Your objective - Output every entry exactly, from the first line to the last.

+++

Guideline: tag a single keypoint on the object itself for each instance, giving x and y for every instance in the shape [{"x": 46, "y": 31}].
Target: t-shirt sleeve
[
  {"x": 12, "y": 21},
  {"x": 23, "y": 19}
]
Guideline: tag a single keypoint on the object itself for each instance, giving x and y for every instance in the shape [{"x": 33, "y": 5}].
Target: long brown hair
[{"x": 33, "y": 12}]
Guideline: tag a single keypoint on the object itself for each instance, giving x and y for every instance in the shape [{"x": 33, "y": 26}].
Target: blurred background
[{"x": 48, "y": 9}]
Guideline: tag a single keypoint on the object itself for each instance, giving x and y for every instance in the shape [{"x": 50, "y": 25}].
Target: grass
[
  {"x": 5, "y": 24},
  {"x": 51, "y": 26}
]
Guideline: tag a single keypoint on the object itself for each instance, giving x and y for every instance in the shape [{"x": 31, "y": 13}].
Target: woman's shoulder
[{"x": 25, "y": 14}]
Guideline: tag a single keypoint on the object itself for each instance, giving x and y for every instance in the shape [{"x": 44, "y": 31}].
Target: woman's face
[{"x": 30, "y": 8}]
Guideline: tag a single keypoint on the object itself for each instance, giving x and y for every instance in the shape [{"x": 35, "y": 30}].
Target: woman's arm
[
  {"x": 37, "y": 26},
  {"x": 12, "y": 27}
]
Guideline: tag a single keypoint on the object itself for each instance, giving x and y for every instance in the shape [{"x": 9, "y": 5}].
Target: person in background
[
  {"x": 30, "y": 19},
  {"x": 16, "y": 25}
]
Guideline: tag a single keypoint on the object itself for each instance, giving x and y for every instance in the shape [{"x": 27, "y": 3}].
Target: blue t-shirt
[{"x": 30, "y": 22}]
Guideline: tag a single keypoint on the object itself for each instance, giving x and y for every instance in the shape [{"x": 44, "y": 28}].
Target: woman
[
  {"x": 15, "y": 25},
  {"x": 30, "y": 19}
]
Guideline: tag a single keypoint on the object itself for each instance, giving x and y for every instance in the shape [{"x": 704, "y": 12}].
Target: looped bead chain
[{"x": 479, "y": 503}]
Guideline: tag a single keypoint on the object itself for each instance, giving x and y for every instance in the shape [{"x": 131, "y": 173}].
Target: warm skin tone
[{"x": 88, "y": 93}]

+++

Output of the exercise -
Guideline: tag a single keypoint on the object itself for each instance, giving x and y for every instance in the shape [{"x": 46, "y": 31}].
Target: t-shirt sleeve
[
  {"x": 12, "y": 21},
  {"x": 23, "y": 19}
]
Guideline: tag a single keypoint on the object itself for each instance, giving x and y for every instance in the shape [{"x": 33, "y": 5}].
Target: long brown hair
[{"x": 33, "y": 12}]
Guideline: tag a single keypoint on the object itself for each instance, giving x and y for every instance in the shape [{"x": 33, "y": 26}].
Target: blurred background
[{"x": 48, "y": 9}]
Guideline: tag a single keypoint on the object itself for each instance, giving x and y for every instance in the shape [{"x": 50, "y": 25}].
Target: grass
[
  {"x": 5, "y": 24},
  {"x": 51, "y": 26}
]
Guideline: tag a single keypoint on the object itself for each instance, giving x and y for every instance in the shape [{"x": 31, "y": 13}].
Target: woman's shoulder
[{"x": 25, "y": 14}]
Guideline: tag a single keypoint on the object itself for each instance, giving x and y for every instance in the shape [{"x": 44, "y": 31}].
Target: woman's face
[{"x": 30, "y": 8}]
Guideline: tag a single keypoint on the object itself for each instance, giving x and y for every instance in the shape [{"x": 35, "y": 30}].
Target: woman's arm
[
  {"x": 37, "y": 26},
  {"x": 12, "y": 27}
]
Guideline: tag a single keypoint on the object itself for each instance, giving x and y for every instance in the shape [{"x": 9, "y": 5}].
Target: person in background
[
  {"x": 30, "y": 19},
  {"x": 16, "y": 25}
]
Guideline: tag a single keypoint on the object itself for each instance, giving x and y for every instance in the shape [{"x": 27, "y": 3}].
Target: blue t-shirt
[{"x": 30, "y": 22}]
Guideline: tag a single keypoint on the object itself for each instance, giving x and y for every instance in the shape [{"x": 44, "y": 28}].
Target: woman
[
  {"x": 15, "y": 25},
  {"x": 30, "y": 19}
]
Guideline: tag a single keypoint on the object itself for each instance, giving x and y for every instance in the shape [{"x": 704, "y": 12}].
Target: looped bead chain
[{"x": 479, "y": 503}]
Guideline: tag a single keypoint on the object itself for each instance, giving x and y for every instance in the shape [{"x": 131, "y": 173}].
Target: warm skin tone
[{"x": 88, "y": 93}]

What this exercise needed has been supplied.